= Directions for this task =
Which lines in the records contain the string "pink"? Pick out each such line and copy it in full, matching case exactly.

= Records provided =
■ ■ ■ ■ ■ ■ ■

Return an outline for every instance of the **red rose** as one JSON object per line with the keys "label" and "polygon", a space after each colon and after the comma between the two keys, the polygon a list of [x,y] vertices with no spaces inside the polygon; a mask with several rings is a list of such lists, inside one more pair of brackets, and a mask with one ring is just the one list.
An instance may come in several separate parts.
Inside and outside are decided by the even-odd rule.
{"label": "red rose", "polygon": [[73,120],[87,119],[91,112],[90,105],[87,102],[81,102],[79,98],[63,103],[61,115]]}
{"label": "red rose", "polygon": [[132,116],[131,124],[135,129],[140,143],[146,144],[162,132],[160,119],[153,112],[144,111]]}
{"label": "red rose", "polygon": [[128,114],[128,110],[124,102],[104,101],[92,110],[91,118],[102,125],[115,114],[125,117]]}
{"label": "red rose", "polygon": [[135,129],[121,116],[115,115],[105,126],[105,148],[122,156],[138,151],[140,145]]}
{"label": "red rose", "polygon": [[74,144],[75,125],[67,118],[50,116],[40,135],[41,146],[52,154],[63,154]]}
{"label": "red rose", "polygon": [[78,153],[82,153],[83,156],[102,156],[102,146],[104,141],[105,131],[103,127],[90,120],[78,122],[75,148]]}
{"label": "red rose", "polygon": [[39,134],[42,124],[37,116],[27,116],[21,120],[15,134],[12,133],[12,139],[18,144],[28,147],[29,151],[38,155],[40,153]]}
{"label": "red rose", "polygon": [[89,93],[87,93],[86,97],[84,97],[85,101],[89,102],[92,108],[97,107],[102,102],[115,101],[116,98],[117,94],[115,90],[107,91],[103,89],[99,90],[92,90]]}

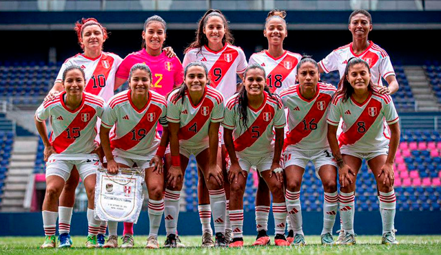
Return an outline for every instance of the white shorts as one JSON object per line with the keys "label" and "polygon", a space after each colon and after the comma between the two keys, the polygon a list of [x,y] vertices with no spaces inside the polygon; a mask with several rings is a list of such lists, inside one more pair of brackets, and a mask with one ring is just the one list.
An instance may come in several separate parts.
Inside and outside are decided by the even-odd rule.
{"label": "white shorts", "polygon": [[74,166],[76,166],[80,177],[84,180],[89,175],[96,174],[101,163],[98,155],[94,153],[82,154],[81,157],[72,157],[72,159],[66,159],[65,155],[52,154],[46,162],[46,177],[57,175],[66,181]]}
{"label": "white shorts", "polygon": [[375,151],[369,151],[365,153],[358,153],[352,151],[347,147],[342,146],[340,148],[340,152],[342,155],[346,154],[351,156],[358,157],[359,159],[365,159],[366,161],[369,161],[374,157],[378,157],[380,155],[387,155],[389,153],[389,148],[382,148]]}
{"label": "white shorts", "polygon": [[331,165],[337,167],[331,149],[322,150],[299,150],[288,146],[283,153],[283,168],[289,166],[298,166],[305,168],[308,162],[311,161],[316,168],[316,176],[318,176],[318,170],[322,166]]}

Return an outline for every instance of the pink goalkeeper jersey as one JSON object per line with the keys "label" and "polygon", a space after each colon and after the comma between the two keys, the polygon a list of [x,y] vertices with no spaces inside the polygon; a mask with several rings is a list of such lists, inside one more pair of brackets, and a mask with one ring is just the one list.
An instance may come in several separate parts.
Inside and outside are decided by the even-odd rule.
{"label": "pink goalkeeper jersey", "polygon": [[145,49],[128,54],[118,68],[116,76],[128,79],[130,68],[138,63],[144,63],[150,67],[153,80],[150,87],[163,96],[183,80],[183,69],[179,58],[176,56],[170,58],[163,51],[159,56],[150,56]]}

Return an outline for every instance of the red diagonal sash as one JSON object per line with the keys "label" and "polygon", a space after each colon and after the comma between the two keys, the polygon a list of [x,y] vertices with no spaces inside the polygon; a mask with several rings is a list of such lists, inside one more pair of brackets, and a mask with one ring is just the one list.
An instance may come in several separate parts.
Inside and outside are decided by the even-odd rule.
{"label": "red diagonal sash", "polygon": [[216,60],[214,65],[213,65],[209,69],[210,79],[212,81],[210,85],[212,87],[216,89],[216,87],[218,87],[238,56],[239,56],[239,53],[237,50],[230,47],[227,47],[222,52],[219,58]]}
{"label": "red diagonal sash", "polygon": [[[269,120],[264,120],[265,113],[269,113],[271,114],[271,118]],[[234,148],[236,151],[242,151],[253,145],[260,136],[264,135],[267,127],[274,118],[274,109],[269,104],[266,104],[262,109],[262,111],[260,111],[260,114],[257,116],[257,118],[253,124],[248,126],[248,129],[244,133],[234,140]],[[239,127],[236,128],[239,129]],[[258,134],[258,135],[256,135]]]}
{"label": "red diagonal sash", "polygon": [[[112,140],[110,144],[112,148],[118,148],[121,150],[127,151],[138,144],[150,132],[154,126],[155,124],[158,122],[159,116],[162,113],[162,109],[158,106],[154,104],[150,104],[145,113],[139,122],[133,128],[134,129],[134,133],[132,129],[127,132],[124,136]],[[123,120],[119,121],[124,121]],[[140,132],[140,129],[145,130],[145,133]],[[139,134],[145,134],[145,136],[140,137]],[[141,138],[141,139],[140,139]]]}
{"label": "red diagonal sash", "polygon": [[[374,108],[375,113],[372,111]],[[380,115],[381,108],[381,102],[371,98],[357,120],[353,122],[347,131],[342,133],[338,137],[340,146],[353,144],[362,137]]]}
{"label": "red diagonal sash", "polygon": [[86,92],[94,95],[99,94],[101,89],[106,85],[105,81],[109,77],[114,60],[114,58],[103,54],[101,58],[98,60],[96,67],[85,87]]}
{"label": "red diagonal sash", "polygon": [[81,131],[88,126],[96,113],[96,111],[94,107],[84,104],[83,108],[76,114],[74,120],[70,122],[66,129],[52,141],[52,145],[55,151],[57,153],[61,153],[65,151],[70,144],[75,142],[76,139],[81,136]]}
{"label": "red diagonal sash", "polygon": [[[298,93],[300,93],[298,91]],[[328,94],[320,93],[317,97],[317,99],[314,100],[314,104],[309,109],[309,111],[305,115],[303,120],[306,121],[306,123],[309,125],[310,122],[318,123],[320,120],[325,115],[325,113],[326,112],[326,109],[328,105],[329,105],[329,102],[331,102],[331,96]],[[325,107],[323,108],[320,102],[325,102]],[[290,109],[291,110],[291,109]],[[314,119],[314,121],[313,121]],[[300,122],[296,127],[289,131],[289,133],[287,135],[287,137],[285,139],[285,142],[283,143],[283,149],[288,145],[296,144],[298,142],[300,142],[303,138],[309,135],[309,134],[312,132],[312,130],[309,129],[309,126],[307,127],[307,129],[305,129],[305,125],[303,124],[302,120]],[[318,131],[320,132],[320,131]]]}
{"label": "red diagonal sash", "polygon": [[[285,64],[285,62],[290,63],[291,64]],[[283,58],[283,59],[276,66],[276,67],[271,71],[271,72],[267,76],[267,78],[268,78],[267,79],[267,84],[268,85],[268,87],[269,87],[269,90],[271,92],[274,92],[276,89],[282,87],[281,82],[283,82],[294,68],[296,68],[298,62],[298,60],[296,57],[287,54],[287,56],[285,56],[285,58]],[[289,67],[289,69],[287,69],[287,67]],[[278,76],[278,77],[276,77],[276,76]],[[281,76],[281,82],[280,82],[280,85],[278,85],[278,80],[280,80],[280,79],[278,80],[279,78],[278,76]],[[269,78],[269,76],[271,76],[271,79]],[[276,85],[278,87],[276,87]]]}
{"label": "red diagonal sash", "polygon": [[213,101],[204,98],[203,102],[201,104],[201,107],[193,119],[185,126],[179,129],[178,134],[179,140],[187,140],[198,133],[204,126],[207,120],[209,119],[214,106]]}

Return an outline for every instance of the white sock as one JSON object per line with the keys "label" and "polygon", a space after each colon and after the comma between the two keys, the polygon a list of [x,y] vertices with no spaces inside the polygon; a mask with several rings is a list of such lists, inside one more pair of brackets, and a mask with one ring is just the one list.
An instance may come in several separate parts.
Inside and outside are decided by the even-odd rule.
{"label": "white sock", "polygon": [[332,234],[332,228],[336,222],[336,215],[338,210],[338,192],[334,193],[325,192],[323,202],[323,229],[322,234]]}
{"label": "white sock", "polygon": [[158,236],[161,219],[164,214],[164,199],[149,199],[149,222],[150,230],[149,236]]}
{"label": "white sock", "polygon": [[380,212],[381,221],[383,223],[383,234],[390,232],[393,230],[395,221],[395,212],[397,204],[397,199],[395,196],[395,190],[384,193],[379,192],[378,200],[380,201]]}
{"label": "white sock", "polygon": [[107,224],[109,227],[109,236],[118,236],[118,221],[109,221]]}
{"label": "white sock", "polygon": [[99,231],[99,225],[101,224],[101,221],[97,221],[94,218],[94,210],[88,208],[88,223],[89,225],[88,234],[96,236]]}
{"label": "white sock", "polygon": [[291,221],[291,225],[294,234],[303,234],[302,229],[302,206],[300,205],[300,192],[289,191],[286,190],[285,192],[287,210],[288,210],[288,216]]}
{"label": "white sock", "polygon": [[269,206],[256,206],[256,228],[257,232],[260,230],[268,231],[268,214],[269,214]]}
{"label": "white sock", "polygon": [[233,228],[234,238],[243,237],[243,210],[232,210],[229,211],[229,219]]}
{"label": "white sock", "polygon": [[342,220],[343,229],[349,234],[353,232],[353,216],[355,214],[355,199],[354,192],[343,193],[340,192],[340,217]]}
{"label": "white sock", "polygon": [[43,211],[43,228],[45,236],[54,236],[58,212]]}
{"label": "white sock", "polygon": [[227,199],[223,188],[217,190],[208,190],[209,205],[214,219],[214,232],[225,233],[225,216],[227,214]]}
{"label": "white sock", "polygon": [[70,232],[70,221],[72,220],[72,207],[58,207],[58,232],[59,234]]}
{"label": "white sock", "polygon": [[276,234],[285,234],[287,221],[286,203],[273,203],[273,215],[274,216],[274,230]]}
{"label": "white sock", "polygon": [[167,234],[176,234],[179,215],[179,199],[181,190],[165,189],[164,194],[164,219]]}
{"label": "white sock", "polygon": [[199,211],[199,219],[202,224],[202,232],[209,232],[213,234],[212,230],[212,208],[209,205],[198,205],[198,211]]}

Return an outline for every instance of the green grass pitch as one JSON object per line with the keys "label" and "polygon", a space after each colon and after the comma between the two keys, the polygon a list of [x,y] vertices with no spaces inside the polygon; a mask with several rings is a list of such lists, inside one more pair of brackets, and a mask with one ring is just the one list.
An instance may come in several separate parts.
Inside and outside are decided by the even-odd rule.
{"label": "green grass pitch", "polygon": [[[397,236],[399,245],[382,245],[380,236],[358,236],[357,245],[353,246],[322,246],[320,236],[307,236],[307,245],[304,247],[280,247],[274,245],[254,247],[250,245],[253,236],[245,236],[245,247],[242,249],[202,249],[199,247],[201,237],[181,236],[187,245],[185,249],[146,250],[147,236],[135,236],[136,248],[91,249],[84,247],[85,236],[73,236],[74,248],[42,250],[39,248],[43,237],[0,237],[0,254],[441,254],[441,236]],[[163,243],[165,236],[159,236]],[[273,240],[271,239],[271,243]],[[121,239],[119,240],[121,244]]]}

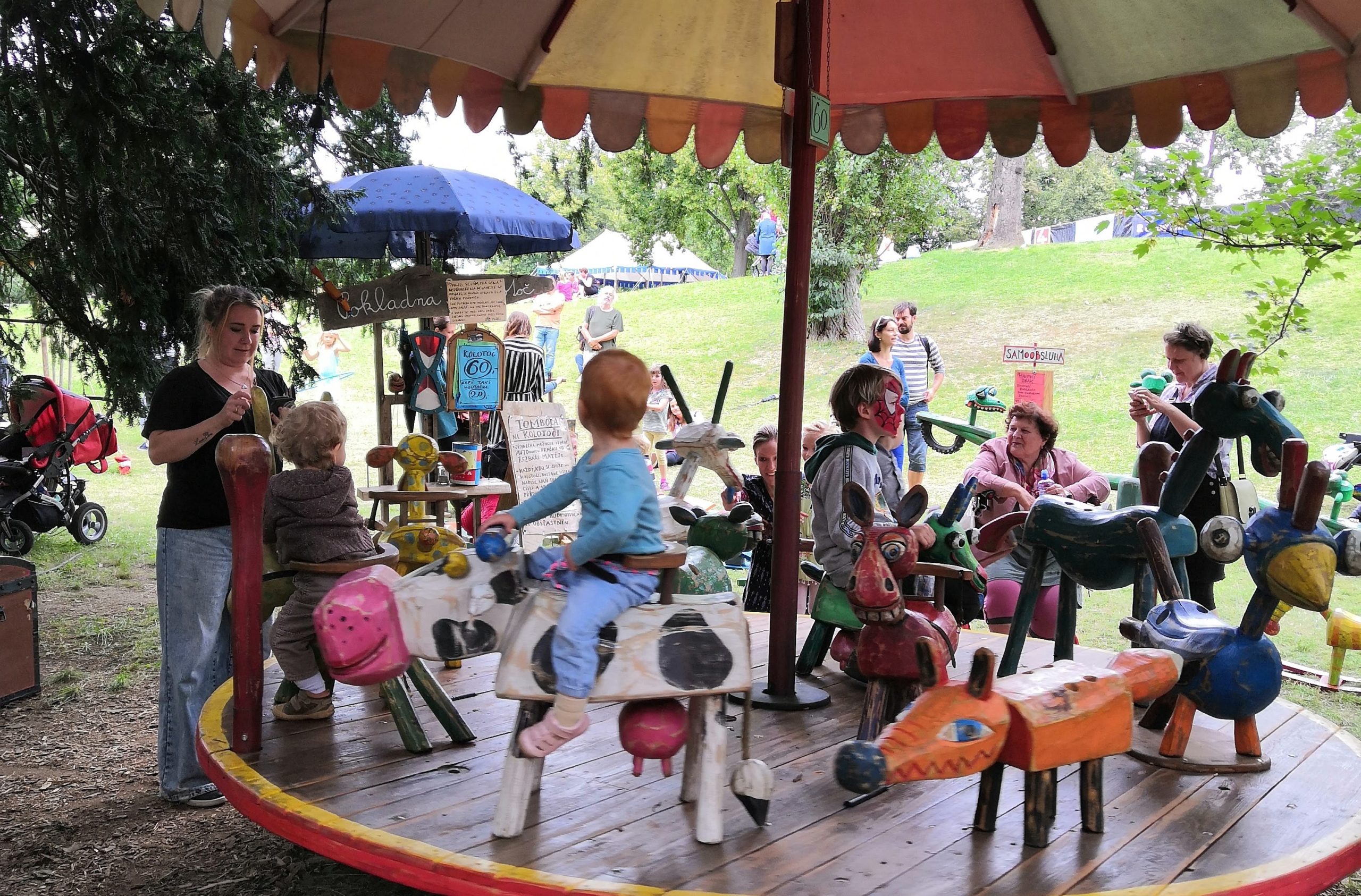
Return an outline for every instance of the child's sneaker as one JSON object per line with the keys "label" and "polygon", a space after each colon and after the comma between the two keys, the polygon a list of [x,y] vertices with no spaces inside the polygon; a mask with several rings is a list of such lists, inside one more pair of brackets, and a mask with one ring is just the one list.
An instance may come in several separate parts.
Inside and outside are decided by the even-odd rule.
{"label": "child's sneaker", "polygon": [[562,727],[553,715],[553,710],[548,710],[548,714],[542,721],[520,731],[520,752],[525,756],[540,759],[568,741],[581,737],[587,733],[588,727],[591,727],[591,719],[585,715],[581,717],[576,727]]}
{"label": "child's sneaker", "polygon": [[331,702],[331,695],[314,697],[306,691],[298,691],[287,703],[278,703],[272,707],[274,718],[284,722],[298,719],[329,719],[335,715],[336,707]]}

■ ■ ■ ■ ■ ■ ■

= Answer to this problem =
Return an outline for every instance of the pink goalkeeper jersey as one JSON object per line with the keys "label" and "polygon", a space after each colon and after the comma between the two keys, the polygon a list of [x,y] vertices with no spaces inside the polygon; a mask with several rings is a list of such lists, inside one more pair of brackets, and a mask with one ring is just the one list.
{"label": "pink goalkeeper jersey", "polygon": [[145,49],[128,54],[118,68],[116,76],[128,79],[130,68],[138,63],[144,63],[150,67],[153,80],[150,87],[163,96],[183,80],[183,69],[179,58],[176,56],[170,58],[163,51],[159,56],[150,56]]}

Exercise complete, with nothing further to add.